# Исходный текст:
========================================================================
Аналогичным образом лорд Годдард отверг предложение, в соответствии с которым интенсивность провокации должна была определяться в соответствии с характером и темпераментом индивидуума, подвергшегося ей, а не в соответствии с критерием «нормального человека»:
«Если вы позволите рассматривать вопрос, каким образом было спровоцировано то или иное лицо, ну что ж! вы можете быть уверены, что каждый сможет доказать — и найти друзей, которые ему в этом помогут, — что он исключительно возбудим, и таким образом вы ввяжетесь в разбирательства, неприменимые ни к какому другому закону».
Это и на самом деле так. Но другие законы не обязывают вешать людей, и это, действительно, следует принять во внимание. Представьте затруднения, созданные тем фактом, что будут допущены свидетели, заявляющие, будто лицо, запертое в клетке, отличается возбудимостью и не всегда в состоянии контролировать себя! Аргументы лорда Годдарда можно резюмировать следующим образом: если мы прекратим вешать убийц под тем предлогом, что они действовали под влиянием внутренней необходимости, это побудит судей применять идентичные критерии и к виновным в других проступках, действовавшим под влиянием аналогичных факторов. Если на палача уже не смотрят как на естественного врача по умственным отклонениям, тогда «прежний судья» не может выполнять функцию естественного целителя клептомании. Увы, есть и сегодня судьи, юристы и присяжные, которые, пренебрегая уроками Кока и М'Найтена, устанавливая тяжесть проступка, считаются с социальным фактором и с психической несостоятельностью. К счастью, вопрос не стоит так, когда речь идет о лицах, совершивших подлежащее смертной казни преступление: присяжные не в силах укоротить веревку, равным образом как нельзя задушить под честное слово или условно разбить затылок.
========================================================================
Данные для привязки ссылочных выражений
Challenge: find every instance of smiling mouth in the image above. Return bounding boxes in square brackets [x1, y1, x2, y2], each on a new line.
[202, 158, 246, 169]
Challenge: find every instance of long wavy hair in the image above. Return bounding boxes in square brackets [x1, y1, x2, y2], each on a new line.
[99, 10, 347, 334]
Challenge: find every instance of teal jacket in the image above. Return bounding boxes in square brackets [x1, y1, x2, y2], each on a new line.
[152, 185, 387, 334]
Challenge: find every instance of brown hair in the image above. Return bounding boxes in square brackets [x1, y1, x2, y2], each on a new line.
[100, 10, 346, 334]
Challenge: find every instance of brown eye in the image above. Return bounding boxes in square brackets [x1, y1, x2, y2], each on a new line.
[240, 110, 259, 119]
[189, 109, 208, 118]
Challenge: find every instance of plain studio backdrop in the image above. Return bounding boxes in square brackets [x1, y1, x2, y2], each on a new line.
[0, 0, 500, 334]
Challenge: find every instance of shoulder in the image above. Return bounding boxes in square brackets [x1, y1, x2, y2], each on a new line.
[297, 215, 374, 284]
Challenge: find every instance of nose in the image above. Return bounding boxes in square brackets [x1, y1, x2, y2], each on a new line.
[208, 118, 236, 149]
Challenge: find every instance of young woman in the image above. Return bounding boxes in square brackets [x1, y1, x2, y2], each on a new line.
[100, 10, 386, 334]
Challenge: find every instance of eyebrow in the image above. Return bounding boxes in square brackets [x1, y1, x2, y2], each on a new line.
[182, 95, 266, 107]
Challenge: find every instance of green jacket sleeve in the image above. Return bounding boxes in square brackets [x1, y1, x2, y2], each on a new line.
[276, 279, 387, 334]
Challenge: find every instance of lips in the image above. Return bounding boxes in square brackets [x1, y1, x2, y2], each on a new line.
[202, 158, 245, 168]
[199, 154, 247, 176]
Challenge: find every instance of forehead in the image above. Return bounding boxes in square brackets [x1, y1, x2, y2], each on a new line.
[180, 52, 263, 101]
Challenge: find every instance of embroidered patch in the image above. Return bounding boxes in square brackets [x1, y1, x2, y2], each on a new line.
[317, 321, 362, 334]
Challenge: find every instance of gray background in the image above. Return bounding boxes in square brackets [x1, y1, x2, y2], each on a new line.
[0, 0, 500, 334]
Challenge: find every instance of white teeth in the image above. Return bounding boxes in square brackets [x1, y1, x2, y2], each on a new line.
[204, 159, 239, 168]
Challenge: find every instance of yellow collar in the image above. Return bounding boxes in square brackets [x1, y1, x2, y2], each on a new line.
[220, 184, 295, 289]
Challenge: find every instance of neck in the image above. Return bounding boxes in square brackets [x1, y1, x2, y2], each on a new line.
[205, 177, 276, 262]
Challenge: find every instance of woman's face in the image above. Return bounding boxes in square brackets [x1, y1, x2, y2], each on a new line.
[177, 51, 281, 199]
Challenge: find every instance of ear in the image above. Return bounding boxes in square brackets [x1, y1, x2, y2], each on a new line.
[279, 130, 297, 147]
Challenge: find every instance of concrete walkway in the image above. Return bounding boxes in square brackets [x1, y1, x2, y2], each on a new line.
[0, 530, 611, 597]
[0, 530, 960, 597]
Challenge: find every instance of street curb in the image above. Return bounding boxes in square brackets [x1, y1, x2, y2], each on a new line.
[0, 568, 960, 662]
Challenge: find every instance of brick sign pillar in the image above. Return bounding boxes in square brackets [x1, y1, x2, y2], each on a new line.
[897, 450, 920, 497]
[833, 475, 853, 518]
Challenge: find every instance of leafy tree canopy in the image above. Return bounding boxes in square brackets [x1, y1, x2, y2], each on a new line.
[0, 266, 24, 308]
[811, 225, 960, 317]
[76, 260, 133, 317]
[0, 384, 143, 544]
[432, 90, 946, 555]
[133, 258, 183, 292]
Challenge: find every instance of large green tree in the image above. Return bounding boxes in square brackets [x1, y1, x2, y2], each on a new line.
========================================================================
# Задание:
Продолжите текст о провокации и смертной казни, начав сразу после его последнего предложения.

# Письменный ответ:
Сделаем вывод. Недостатки закона о смертной казни неисправимы, поскольку смертная казнь основывается на философской концепции ответственности, не допускающей компромисса с детерминистской точкой зрения, принятой в судах по другим вопросам. В том, что касается других правонарушений и преступлений, применение закона отличается гибкостью; смертная же казнь в силу самой своей природы исключает любую возможность отмерить наказание пропорционально ответственности. Эта жесткость и лежащее в ее основе намерение, составляющие сущность высшей меры наказания, являются одновременно источником ее привлекательности и символической ценности для всех противодействующих социальному прогрессу общественных сил.